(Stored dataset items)
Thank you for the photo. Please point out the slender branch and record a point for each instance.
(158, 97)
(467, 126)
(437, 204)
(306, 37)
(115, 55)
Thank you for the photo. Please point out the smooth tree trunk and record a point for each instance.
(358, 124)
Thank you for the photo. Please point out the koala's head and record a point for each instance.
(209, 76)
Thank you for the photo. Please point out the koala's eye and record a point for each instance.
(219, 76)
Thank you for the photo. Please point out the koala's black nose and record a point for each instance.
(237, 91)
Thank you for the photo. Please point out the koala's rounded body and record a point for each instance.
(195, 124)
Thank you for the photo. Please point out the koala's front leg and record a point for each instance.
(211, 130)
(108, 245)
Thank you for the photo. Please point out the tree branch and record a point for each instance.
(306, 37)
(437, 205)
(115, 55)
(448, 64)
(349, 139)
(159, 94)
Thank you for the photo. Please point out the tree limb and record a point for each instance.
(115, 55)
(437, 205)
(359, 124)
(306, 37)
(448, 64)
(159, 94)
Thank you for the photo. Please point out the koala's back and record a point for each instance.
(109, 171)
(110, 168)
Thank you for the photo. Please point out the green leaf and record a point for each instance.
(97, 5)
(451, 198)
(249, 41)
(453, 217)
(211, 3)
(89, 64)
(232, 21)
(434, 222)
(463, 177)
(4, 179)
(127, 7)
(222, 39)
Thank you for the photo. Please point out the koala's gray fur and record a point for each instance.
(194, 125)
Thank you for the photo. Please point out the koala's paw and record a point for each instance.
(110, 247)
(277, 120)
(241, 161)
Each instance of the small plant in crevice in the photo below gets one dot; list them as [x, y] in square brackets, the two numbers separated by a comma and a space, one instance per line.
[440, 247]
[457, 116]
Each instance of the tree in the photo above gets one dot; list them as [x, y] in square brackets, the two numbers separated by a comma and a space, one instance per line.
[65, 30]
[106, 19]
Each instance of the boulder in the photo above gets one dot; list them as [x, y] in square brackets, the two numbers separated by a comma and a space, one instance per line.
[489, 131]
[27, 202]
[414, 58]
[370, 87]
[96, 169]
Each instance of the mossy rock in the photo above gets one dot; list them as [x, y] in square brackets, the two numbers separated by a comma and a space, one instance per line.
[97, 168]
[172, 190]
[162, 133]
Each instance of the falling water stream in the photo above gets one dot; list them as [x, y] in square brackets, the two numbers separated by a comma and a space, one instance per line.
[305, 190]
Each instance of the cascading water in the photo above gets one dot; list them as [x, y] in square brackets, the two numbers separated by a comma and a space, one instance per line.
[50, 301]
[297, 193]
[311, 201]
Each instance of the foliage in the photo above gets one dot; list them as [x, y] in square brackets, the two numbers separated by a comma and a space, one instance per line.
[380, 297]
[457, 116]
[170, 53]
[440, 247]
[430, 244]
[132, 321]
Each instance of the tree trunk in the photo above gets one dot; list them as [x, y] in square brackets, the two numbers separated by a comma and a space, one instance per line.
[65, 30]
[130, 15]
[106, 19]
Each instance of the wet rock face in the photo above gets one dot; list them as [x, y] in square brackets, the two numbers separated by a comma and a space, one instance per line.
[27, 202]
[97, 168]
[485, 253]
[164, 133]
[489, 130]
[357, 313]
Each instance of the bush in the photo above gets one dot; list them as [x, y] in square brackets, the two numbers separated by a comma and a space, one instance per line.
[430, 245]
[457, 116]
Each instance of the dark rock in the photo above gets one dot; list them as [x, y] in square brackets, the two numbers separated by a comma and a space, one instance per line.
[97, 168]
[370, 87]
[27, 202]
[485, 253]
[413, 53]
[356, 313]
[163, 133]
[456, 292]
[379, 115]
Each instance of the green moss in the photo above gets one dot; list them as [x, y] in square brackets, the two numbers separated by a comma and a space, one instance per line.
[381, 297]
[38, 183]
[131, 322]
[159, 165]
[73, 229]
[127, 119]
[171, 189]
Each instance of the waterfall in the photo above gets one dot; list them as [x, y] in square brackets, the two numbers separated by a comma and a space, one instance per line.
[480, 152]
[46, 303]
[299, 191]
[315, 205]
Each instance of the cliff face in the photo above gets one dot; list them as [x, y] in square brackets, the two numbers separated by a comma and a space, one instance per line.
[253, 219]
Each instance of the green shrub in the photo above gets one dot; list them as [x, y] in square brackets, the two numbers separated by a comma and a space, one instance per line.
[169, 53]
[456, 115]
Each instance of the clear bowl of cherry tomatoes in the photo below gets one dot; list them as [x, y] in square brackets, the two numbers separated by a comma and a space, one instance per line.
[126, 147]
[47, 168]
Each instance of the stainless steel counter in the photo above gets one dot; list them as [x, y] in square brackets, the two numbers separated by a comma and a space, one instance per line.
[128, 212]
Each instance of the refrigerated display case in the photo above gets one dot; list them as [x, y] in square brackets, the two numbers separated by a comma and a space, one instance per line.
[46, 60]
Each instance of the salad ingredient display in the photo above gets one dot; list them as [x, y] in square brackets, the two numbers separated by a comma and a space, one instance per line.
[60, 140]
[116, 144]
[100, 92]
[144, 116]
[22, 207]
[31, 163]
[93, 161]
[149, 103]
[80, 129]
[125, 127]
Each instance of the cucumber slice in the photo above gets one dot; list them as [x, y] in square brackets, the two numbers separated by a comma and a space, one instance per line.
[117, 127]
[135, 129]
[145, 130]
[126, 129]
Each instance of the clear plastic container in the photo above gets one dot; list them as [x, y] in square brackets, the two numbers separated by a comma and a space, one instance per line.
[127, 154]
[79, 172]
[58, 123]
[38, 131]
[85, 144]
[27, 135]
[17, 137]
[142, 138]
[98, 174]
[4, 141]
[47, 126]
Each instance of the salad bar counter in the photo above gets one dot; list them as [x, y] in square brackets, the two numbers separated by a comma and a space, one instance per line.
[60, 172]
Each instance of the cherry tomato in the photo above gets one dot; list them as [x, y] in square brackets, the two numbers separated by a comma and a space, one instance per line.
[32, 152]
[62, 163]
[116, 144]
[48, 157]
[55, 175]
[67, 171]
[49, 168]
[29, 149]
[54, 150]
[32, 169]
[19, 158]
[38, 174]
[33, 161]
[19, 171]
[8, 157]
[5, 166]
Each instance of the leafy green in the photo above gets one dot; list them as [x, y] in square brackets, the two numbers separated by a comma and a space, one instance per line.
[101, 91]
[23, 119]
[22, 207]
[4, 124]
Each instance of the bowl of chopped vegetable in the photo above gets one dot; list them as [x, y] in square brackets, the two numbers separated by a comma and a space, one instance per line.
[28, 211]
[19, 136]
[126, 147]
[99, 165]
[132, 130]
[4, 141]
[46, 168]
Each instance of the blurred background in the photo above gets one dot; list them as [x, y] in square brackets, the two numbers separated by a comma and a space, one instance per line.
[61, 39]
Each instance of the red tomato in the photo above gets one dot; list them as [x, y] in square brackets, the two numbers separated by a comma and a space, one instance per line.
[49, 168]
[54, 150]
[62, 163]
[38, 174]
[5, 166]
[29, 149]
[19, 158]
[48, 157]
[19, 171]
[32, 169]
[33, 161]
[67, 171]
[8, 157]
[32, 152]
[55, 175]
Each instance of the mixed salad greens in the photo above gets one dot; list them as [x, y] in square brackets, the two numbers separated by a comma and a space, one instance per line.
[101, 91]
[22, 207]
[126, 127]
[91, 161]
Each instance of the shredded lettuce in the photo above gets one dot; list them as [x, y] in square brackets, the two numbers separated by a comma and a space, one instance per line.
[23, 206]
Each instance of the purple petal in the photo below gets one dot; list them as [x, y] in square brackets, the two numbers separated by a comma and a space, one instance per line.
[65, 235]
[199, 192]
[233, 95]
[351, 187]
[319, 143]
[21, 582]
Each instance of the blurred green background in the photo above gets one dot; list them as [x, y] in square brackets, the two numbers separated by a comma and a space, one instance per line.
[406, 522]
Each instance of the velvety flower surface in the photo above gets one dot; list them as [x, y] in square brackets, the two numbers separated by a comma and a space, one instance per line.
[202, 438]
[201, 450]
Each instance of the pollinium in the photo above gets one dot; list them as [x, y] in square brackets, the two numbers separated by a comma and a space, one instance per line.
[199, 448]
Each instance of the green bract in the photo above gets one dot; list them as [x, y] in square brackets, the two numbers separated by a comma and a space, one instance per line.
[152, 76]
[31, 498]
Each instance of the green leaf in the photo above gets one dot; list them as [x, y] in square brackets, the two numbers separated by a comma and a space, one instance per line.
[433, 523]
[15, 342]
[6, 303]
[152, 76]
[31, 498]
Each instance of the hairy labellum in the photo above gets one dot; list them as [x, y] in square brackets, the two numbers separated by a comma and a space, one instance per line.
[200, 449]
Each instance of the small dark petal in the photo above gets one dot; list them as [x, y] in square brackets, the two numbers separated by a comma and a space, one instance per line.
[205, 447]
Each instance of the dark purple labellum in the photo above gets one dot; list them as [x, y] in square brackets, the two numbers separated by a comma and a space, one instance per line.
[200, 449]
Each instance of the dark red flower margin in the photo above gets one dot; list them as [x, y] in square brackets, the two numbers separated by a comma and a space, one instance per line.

# PROBLEM TO SOLVE:
Your output consists solely of the lines from the one with "Each instance of the velvety" through the last line, copied exactly.

# RESPONSE TO THIS TASK:
Each instance of the velvety flower surface in the photo above gets one dot; list them as [x, y] in square brackets, the two numbers separated by a comma and a space, one instance per line.
[202, 438]
[201, 450]
Each instance of the pollinium in the photo above gets one dot; list them as [x, y] in square brackets, the two numbers separated by a comma and a space, one instance per line.
[199, 448]
Each instance of the green bract in the photo above gets one dot; list them as [x, y] in square brackets, the two numbers separated by a comma and a space, one instance per line.
[152, 76]
[31, 498]
Each instance of the green leaf in the photo above gets one dot; list them as [x, y] in square brackets, the two numbers separated by a comma and a space, one instance per line.
[433, 523]
[15, 342]
[6, 303]
[152, 76]
[31, 498]
Each instance of the hairy labellum in the photo above gets one dot; list them as [x, y] in square brackets, the two numbers separated by a comma and a space, one instance per line.
[200, 449]
Each instance of the small dark petal in the photo above gets one dot; list them as [x, y] in square brackets, the two numbers separated by a comma and a space, one instance per line.
[205, 447]
Each instance of the dark purple labellum in the photo above gets one dot; list them as [x, y] in square brackets, the two numbers separated by a comma and a space, one instance per line.
[200, 449]
Each instance of the dark red flower margin in the photo above gets one dot; list them as [x, y] in square brackets, the two numbers separated by a comma and a space, one instance per line.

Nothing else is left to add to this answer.